Provided records:
==================================================

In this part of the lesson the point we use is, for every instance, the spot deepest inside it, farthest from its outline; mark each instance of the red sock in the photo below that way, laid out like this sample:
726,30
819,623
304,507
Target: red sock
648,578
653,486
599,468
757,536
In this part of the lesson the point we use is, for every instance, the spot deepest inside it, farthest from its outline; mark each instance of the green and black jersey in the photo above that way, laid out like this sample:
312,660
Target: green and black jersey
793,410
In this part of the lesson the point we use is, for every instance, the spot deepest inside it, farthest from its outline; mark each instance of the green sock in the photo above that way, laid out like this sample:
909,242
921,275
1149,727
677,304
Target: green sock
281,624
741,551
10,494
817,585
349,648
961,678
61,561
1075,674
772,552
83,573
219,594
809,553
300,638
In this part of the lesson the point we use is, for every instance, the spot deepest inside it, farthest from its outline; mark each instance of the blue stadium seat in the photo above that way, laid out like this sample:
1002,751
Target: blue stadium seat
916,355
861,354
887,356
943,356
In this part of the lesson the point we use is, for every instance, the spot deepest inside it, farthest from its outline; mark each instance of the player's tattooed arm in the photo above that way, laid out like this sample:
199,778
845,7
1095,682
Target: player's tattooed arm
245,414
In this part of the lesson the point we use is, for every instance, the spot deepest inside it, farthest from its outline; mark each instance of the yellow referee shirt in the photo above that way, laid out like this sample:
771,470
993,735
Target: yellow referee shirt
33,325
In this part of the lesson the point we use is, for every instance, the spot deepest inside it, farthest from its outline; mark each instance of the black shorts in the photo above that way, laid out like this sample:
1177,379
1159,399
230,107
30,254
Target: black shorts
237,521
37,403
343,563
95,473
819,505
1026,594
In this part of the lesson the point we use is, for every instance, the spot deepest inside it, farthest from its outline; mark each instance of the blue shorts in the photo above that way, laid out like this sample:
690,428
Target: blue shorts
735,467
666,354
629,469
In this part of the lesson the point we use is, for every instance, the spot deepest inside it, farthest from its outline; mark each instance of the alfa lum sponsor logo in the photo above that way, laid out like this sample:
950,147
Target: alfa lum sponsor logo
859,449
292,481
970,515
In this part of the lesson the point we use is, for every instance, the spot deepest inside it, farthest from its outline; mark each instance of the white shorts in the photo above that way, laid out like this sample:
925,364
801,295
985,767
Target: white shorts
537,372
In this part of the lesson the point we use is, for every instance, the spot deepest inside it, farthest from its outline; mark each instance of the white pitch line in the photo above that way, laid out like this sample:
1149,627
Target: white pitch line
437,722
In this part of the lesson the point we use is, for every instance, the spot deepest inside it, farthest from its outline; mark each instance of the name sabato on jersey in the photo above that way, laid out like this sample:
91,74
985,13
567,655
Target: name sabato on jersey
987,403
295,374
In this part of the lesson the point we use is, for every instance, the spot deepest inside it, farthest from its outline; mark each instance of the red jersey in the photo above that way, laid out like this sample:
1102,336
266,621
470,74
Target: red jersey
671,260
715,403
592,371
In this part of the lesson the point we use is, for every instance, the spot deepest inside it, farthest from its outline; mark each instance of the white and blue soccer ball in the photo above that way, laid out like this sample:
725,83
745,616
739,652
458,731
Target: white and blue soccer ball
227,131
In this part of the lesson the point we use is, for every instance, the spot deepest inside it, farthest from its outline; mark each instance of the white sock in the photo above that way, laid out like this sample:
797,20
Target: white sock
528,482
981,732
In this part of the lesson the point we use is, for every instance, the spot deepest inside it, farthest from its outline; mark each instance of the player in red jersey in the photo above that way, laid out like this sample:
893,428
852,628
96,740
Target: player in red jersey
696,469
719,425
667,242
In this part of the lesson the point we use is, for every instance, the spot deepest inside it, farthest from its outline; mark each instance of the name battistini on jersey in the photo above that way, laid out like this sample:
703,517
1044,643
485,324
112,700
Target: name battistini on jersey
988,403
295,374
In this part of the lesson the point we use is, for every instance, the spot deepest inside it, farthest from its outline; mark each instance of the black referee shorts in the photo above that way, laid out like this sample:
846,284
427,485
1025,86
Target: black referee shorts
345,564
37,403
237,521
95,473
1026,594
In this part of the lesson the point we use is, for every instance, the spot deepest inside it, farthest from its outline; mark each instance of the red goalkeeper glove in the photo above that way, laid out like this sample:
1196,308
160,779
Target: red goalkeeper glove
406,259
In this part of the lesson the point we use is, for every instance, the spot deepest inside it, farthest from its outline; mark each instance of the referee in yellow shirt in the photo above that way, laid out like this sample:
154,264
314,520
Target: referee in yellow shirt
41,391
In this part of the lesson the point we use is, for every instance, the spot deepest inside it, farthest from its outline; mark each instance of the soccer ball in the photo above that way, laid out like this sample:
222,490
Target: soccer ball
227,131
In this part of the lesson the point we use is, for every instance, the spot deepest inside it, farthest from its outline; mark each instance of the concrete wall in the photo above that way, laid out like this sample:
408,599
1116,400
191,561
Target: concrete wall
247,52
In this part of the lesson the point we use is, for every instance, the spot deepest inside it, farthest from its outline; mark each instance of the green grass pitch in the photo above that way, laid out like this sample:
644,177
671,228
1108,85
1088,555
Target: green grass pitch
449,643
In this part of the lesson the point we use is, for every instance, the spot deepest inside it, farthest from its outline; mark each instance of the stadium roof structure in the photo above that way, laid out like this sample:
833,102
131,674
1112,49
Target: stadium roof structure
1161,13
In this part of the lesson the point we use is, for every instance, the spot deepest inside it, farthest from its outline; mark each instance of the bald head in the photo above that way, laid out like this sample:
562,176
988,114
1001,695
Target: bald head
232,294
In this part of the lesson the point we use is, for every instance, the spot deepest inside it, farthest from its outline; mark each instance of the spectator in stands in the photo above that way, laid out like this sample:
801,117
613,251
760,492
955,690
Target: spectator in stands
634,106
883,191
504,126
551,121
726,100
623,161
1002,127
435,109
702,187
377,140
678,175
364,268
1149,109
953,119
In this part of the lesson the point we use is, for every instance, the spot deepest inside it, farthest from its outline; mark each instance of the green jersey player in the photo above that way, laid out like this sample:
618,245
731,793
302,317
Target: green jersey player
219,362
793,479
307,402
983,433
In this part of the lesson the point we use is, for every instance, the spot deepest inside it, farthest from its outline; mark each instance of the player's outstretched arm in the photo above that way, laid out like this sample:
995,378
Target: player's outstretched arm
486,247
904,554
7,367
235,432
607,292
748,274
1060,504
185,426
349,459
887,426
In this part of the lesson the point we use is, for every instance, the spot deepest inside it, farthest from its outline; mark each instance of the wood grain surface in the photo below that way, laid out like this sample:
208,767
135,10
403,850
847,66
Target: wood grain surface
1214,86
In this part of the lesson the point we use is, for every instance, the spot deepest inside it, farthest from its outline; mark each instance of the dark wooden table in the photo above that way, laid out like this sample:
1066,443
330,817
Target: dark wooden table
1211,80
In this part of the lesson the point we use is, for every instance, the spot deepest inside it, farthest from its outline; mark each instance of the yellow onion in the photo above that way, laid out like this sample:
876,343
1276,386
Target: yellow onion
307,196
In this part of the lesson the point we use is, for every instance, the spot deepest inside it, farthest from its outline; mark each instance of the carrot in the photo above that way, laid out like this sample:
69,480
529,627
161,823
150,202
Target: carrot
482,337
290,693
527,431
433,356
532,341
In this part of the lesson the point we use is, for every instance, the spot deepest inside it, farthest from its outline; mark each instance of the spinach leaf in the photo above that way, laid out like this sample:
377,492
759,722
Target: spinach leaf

==================================================

Written instruction: Reproduce the data, keeping every line exactly the same.

Exercise solution:
In this part of the lesson the point we use is, for every instance, the spot deepest inside it, farthest from its outline; mark each instance of the red sock in the photo below that way, laid out like this sample:
726,30
819,623
304,507
Target: red sock
648,578
653,486
599,468
757,536
In this part of the lesson the point we use is, for every instance, the spot deepest inside it, farthest from its outline; mark each instance of the green and black jersey in the photo above that way, laid out like this sample:
312,660
Target: green and black jersey
793,410
In this part of the lesson the point we use is, for every instance, the spot deepest inside it, farthest from its outline; mark each instance of the green sock in the photo above that way, laid out like this sample:
909,242
921,275
1149,727
677,304
Target: green sock
281,624
741,551
10,494
817,585
349,648
961,678
61,561
1075,674
772,552
83,573
219,594
809,553
300,638
In this part of the lesson the point we use is, for every instance, the spot deepest inside it, farthest from its outline; mark each instance of the blue stadium seat in the photo above that way, laid out like this sample:
1002,751
Target: blue stadium seat
916,355
861,354
887,356
943,356
In this part of the lesson the point we use is, for every instance, the spot deepest inside it, farthest from its outline; mark each instance of the player's tattooed arm in the photo above that way, laid out like this sample:
199,778
845,7
1095,682
Target: player's tattooed arm
245,414
In this part of the lesson the point we use is, for every instance, the spot deepest inside it, farthest from its outline; mark each instance of the yellow referee shirt in the photo above that way, laid out like this sample:
771,470
993,735
Target: yellow referee shirt
33,325
In this part of the lesson the point we use is, for every instance, the spot deepest inside it, farthest from its outline; mark each instance of the black shorts in the photo above that way, laid out like this sample:
1177,379
1159,399
230,107
30,254
Target: black shorts
237,521
37,403
343,563
95,473
819,505
1026,594
In this part of the lesson the point we use is, for every instance, the spot deepest inside it, farthest from its outline; mark each instance of the blue shorts in the photo above that way, laid out like this sample:
690,428
Target: blue shorts
735,467
666,354
629,469
In this part of the lesson the point we use is, for every instance, the spot deepest inside it, farthest from its outline; mark each instance of the alfa lum sponsor logo in the photo above that way, laid out like this sample:
950,147
Target: alfa lum sponsor logo
859,449
292,481
970,515
In this part of the lesson the point we use is, for every instance, the spot deepest inside it, farthest from its outline; mark each instance of the white shorts in the photo above that way, laid out like this sample:
925,364
801,295
985,767
Target: white shorts
537,372
In this part of the lesson the point we use is, for every instance, the spot deepest inside it, farthest from its outline; mark each instance of the white pitch line in the photo above that way, laid out like this sample:
1149,627
Target: white pitch line
437,722
In this part of the lesson the point we use is, for every instance, the spot deepest inside it, farthest from its outline; mark each instance of the name sabato on jersey in the photo above that way, laid out like this sample:
91,74
985,13
567,655
Target: name sabato on jersey
987,403
295,374
In this part of the lesson the point we use is, for every instance, the spot deepest inside it, farthest from its outline; mark each instance of the red jersey in the photo above that way, laid out like this sample:
1102,336
266,621
470,74
Target: red jersey
671,260
715,403
592,371
In this part of the lesson the point we use is, for every instance, the spot deepest inside it, farthest from its outline; mark each instance of the white and blue soccer ball in the photo above that way, laid out like this sample:
725,83
745,616
739,652
458,731
Target: white and blue soccer ball
227,131
In this part of the lesson the point we use is, for every instance, the spot deepest inside it, farthest from its outline; mark each instance of the white sock in the photo above that way, laid out like this sample:
797,20
Target: white sock
528,482
981,732
In this part of the lesson the point we use is, for every instance, the spot deepest inside it, farthest from its outline; mark each instance of the player in red jersey in the photo above that way, laid out like this sample:
893,428
852,628
96,740
Target: player in red jersey
696,469
719,425
667,242
In this part of the lesson the point we use is, for every instance, the spot deepest inside it, farthest from its outline; mark each instance of the name battistini on jersey in the photo above that way, laid out like this sample:
703,517
1044,643
485,324
112,700
Target: name battistini on jersey
988,403
295,374
In this part of the lesson the point we use is, for every instance, the spot deepest inside it, farthest from its outline; mark each instance of the black referee shorts in the photo above that way, laid out like this sample:
846,284
427,485
1025,86
Target: black referee shorts
345,564
37,403
237,521
95,473
1026,594
In this part of the lesson the point we use is, for every instance, the spot deepest inside it, farthest from its outline; mark each instance of the red goalkeeper glove in the photo above that way, laid out like this sample:
1196,308
160,779
Target: red goalkeeper glove
406,259
In this part of the lesson the point we use is, for every instance, the spot deepest inside it, farthest from its outline; mark each instance of the referee in yellow shirt in the photo above that way, laid out like this sample:
154,264
314,520
Target: referee in yellow shirt
41,391
In this part of the lesson the point we use is, for every instance, the spot deepest inside it, farthest from its outline; mark each instance of the soccer ball in the photo above that way, laid out like this sample:
222,490
Target: soccer ball
227,131
In this part of the lesson the point we use is, for every instance, the spot deepest inside it, farthest from its outline; mark each instance of the concrete wall in the photo above that way, laid out like this sample:
408,599
1116,400
191,561
Target: concrete wall
247,52
In this part of the lesson the point we use is, for every instance, the spot deepest inside it, farthest from its outline; mark each instance of the green grass pitch in the photo above that way, laid out like this sample:
644,177
671,228
1108,85
1088,555
Target: green grass pitch
449,643
In this part of the lesson the point we use is, for every instance, the spot deepest inside it, farthest from its outline; mark each instance of the stadium roof structure in the photo above that way, laid out like this sample:
833,102
131,674
1112,49
Target: stadium roof structure
1161,13
In this part of the lesson the point we use is, for every instance, the spot deepest inside it, farthest from its outline; mark each instance of the bald head in the photo above that way, laid out like this sample:
562,176
988,114
1001,695
Target: bald head
232,294
In this part of the lesson the point we use is, for every instance, the spot deepest inside it, farthest from its outline; mark each instance of the spectator in stands in the photo above that way, laid out like this sample:
801,117
613,251
760,492
955,690
Target: spectator in stands
634,106
883,191
504,126
551,121
726,100
623,161
1002,127
435,109
702,187
377,140
678,175
364,268
1149,109
953,119
In this part of the lesson the point we use is, for every instance, the spot deepest inside it, farthest from its outline; mark each instance of the green jersey player in the photo above that way, laid out like this sample:
618,245
731,793
302,317
Target: green jersey player
219,362
793,479
307,402
983,433
In this part of the lesson the point we use is, for every instance, the spot deepest inside it, farthest from its outline; mark each instance of the player's outstretched arm in the photo above that way, laid out like this sample:
995,378
Target: player's outstretched arm
486,247
904,554
7,367
235,432
607,292
748,274
1060,504
185,426
349,459
887,426
In this part of the lesson the point we use is, for every instance, the spot deepest inside it, farthest from its outline; mark each instance of the wood grain surface in the photo below that way, laid out like this sample:
208,767
135,10
403,850
847,66
Target: wood grain surface
1214,86
In this part of the lesson the point we use is, for every instance, the spot deepest inside it, farthest from its outline; mark each instance of the dark wooden table in the photo above that way, laid out like this sample:
1066,443
330,817
Target: dark wooden table
1211,80
In this part of the lesson the point we use is, for every instance, the spot deepest inside it, farthest from its outline; mark each instance of the yellow onion in the photo above that way, laid out like this sample:
876,343
1276,386
Target: yellow onion
307,196
In this part of the lesson the point we use is, for every instance, the spot deepest inside it, farthest from its outline; mark each instance of the carrot in the photo above that way, laid out like this sample:
69,480
529,627
161,823
150,202
Target: carrot
482,337
290,693
527,431
433,356
532,341
In this part of the lesson the point we use is, for every instance, the spot deepest inside it, farthest from its outline; mark each instance of the spinach leaf in the photo above that way, laid out like this sample:
377,492
759,722
Target: spinach leaf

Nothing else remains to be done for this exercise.